[Excerpts from location labeling data]
# # #
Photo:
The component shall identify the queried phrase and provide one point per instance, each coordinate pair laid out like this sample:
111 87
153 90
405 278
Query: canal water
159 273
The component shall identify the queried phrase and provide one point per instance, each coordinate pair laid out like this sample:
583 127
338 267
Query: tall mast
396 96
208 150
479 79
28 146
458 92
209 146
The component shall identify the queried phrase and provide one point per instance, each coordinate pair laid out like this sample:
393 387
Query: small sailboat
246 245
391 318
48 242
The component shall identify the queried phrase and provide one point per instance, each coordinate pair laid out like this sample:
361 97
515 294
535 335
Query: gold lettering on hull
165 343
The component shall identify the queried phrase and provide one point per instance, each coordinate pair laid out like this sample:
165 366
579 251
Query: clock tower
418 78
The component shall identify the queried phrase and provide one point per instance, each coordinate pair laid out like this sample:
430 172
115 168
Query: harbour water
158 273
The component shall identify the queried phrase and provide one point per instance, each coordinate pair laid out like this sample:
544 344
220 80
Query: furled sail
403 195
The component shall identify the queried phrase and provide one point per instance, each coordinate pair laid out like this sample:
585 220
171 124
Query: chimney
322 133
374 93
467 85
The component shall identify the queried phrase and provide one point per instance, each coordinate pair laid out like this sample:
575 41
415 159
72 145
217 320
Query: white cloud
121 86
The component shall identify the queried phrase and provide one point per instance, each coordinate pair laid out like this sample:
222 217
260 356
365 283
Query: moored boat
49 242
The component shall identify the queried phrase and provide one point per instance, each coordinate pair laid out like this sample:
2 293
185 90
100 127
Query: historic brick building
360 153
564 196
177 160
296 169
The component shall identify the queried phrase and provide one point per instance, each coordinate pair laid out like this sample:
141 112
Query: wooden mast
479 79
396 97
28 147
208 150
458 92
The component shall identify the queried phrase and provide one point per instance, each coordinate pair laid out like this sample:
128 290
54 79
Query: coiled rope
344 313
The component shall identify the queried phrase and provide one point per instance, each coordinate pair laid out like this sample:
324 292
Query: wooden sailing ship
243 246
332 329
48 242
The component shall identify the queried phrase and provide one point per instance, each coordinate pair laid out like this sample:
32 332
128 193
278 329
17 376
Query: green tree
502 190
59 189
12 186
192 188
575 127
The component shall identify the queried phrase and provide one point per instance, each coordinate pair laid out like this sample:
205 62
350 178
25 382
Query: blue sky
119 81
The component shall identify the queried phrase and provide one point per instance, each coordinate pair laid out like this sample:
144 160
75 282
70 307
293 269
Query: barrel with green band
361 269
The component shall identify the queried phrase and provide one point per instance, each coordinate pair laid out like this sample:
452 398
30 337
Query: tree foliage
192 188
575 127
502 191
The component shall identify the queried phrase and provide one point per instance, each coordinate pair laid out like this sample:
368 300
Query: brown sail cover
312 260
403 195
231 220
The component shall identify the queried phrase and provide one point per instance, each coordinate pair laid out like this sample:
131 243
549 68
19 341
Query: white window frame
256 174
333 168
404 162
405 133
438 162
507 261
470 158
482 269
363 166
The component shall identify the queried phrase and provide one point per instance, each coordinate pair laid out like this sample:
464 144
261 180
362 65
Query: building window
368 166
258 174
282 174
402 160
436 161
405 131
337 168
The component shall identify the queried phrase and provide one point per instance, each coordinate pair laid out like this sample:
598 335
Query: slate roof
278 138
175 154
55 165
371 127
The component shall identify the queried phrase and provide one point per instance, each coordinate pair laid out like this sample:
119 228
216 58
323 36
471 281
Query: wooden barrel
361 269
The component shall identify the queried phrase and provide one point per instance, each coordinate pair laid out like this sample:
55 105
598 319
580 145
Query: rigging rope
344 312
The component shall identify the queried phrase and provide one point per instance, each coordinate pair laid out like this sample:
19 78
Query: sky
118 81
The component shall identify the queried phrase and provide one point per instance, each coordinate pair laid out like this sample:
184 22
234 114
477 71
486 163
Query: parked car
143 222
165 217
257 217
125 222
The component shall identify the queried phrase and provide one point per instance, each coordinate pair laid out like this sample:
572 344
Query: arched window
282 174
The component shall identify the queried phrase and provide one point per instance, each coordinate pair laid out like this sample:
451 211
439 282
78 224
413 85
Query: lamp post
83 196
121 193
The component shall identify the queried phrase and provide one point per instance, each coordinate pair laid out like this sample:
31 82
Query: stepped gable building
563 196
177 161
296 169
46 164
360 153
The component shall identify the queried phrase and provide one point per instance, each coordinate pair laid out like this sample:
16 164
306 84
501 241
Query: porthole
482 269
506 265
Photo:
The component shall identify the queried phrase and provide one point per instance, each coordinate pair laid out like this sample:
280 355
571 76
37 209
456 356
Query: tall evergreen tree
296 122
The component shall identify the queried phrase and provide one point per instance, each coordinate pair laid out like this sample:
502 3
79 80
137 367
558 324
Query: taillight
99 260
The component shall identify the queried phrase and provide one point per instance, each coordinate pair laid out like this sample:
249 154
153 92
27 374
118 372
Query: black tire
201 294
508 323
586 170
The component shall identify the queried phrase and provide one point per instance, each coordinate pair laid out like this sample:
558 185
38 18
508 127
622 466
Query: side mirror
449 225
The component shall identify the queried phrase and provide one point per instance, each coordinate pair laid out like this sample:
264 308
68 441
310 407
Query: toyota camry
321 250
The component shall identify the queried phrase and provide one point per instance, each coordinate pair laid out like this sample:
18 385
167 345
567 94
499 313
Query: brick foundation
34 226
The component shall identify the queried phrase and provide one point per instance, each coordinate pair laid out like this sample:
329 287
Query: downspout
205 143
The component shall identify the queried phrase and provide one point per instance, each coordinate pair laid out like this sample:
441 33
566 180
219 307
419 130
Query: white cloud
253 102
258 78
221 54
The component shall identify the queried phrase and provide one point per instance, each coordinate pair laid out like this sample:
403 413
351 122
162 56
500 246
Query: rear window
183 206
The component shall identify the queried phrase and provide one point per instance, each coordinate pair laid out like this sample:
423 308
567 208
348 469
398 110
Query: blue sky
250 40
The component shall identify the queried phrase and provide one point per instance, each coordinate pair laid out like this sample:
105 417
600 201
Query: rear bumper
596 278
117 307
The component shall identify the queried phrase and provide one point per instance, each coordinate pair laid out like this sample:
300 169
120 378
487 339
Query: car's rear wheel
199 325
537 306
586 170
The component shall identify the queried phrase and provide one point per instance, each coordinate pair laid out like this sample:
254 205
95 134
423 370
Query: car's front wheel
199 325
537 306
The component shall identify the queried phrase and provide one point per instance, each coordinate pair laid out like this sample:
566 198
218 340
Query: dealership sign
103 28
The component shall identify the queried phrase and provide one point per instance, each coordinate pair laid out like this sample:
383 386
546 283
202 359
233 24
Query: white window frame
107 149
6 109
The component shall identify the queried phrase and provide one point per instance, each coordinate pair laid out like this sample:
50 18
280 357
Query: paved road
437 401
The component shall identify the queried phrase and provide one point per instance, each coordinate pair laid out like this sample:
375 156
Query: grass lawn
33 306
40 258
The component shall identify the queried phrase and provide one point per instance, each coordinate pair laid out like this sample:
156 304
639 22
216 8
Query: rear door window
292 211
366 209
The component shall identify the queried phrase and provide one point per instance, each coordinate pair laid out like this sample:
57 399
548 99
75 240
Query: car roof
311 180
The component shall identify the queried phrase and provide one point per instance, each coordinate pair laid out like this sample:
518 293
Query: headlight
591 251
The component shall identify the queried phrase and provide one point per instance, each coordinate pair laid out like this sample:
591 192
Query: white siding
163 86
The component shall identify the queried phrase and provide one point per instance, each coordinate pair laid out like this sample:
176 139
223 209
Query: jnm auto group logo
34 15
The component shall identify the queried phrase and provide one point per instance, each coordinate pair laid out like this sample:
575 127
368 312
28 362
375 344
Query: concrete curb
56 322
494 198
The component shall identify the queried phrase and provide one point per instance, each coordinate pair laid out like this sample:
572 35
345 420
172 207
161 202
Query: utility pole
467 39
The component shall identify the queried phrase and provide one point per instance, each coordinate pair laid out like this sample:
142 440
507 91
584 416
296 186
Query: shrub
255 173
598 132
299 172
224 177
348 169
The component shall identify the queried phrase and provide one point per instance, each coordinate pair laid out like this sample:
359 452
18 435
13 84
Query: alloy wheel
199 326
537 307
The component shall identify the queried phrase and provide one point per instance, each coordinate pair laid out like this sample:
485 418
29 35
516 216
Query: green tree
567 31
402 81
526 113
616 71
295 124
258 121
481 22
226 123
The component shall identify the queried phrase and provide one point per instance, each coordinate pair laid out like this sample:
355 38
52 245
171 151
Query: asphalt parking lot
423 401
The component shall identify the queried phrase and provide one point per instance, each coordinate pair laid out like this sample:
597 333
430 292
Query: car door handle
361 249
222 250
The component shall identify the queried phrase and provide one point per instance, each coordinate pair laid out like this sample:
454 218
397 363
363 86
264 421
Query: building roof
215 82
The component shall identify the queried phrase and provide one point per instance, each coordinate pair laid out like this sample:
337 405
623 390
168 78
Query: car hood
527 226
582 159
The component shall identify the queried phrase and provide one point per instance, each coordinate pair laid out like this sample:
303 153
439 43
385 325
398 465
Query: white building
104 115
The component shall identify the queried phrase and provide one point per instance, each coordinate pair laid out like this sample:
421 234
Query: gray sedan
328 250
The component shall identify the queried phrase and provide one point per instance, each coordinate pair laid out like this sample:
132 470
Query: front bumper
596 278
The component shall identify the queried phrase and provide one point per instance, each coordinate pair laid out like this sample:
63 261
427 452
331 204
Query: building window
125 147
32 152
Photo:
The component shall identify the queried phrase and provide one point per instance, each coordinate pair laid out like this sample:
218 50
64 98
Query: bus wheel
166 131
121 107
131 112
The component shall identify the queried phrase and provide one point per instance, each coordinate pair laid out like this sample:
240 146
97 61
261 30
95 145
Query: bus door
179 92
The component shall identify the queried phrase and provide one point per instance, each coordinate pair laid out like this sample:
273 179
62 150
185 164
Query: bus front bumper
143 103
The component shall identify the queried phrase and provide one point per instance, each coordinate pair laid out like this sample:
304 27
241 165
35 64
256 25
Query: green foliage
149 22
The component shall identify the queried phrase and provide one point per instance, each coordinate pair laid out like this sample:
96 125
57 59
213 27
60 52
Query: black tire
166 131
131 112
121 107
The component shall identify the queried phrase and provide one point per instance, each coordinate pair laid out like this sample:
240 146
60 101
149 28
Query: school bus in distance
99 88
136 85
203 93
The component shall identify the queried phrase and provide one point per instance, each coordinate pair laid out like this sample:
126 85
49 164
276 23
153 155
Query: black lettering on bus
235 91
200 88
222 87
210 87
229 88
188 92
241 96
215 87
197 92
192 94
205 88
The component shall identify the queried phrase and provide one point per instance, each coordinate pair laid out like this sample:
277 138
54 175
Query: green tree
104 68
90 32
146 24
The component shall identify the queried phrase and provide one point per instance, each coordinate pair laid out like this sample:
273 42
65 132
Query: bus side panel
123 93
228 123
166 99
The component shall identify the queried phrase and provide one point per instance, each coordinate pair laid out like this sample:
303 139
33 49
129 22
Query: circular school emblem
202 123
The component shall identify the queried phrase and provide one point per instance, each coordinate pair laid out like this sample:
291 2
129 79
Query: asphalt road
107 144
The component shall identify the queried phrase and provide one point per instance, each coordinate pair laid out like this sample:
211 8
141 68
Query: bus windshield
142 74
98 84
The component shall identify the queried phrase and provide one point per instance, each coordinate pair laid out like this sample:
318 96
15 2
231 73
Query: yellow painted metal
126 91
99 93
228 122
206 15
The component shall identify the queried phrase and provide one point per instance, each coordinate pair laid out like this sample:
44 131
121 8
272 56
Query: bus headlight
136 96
# # #
Find each line in the listing above that contains the string "school" and copy it out. Treat uppercase and lowercase as different.

Query: school bus in distance
Query: circular school emblem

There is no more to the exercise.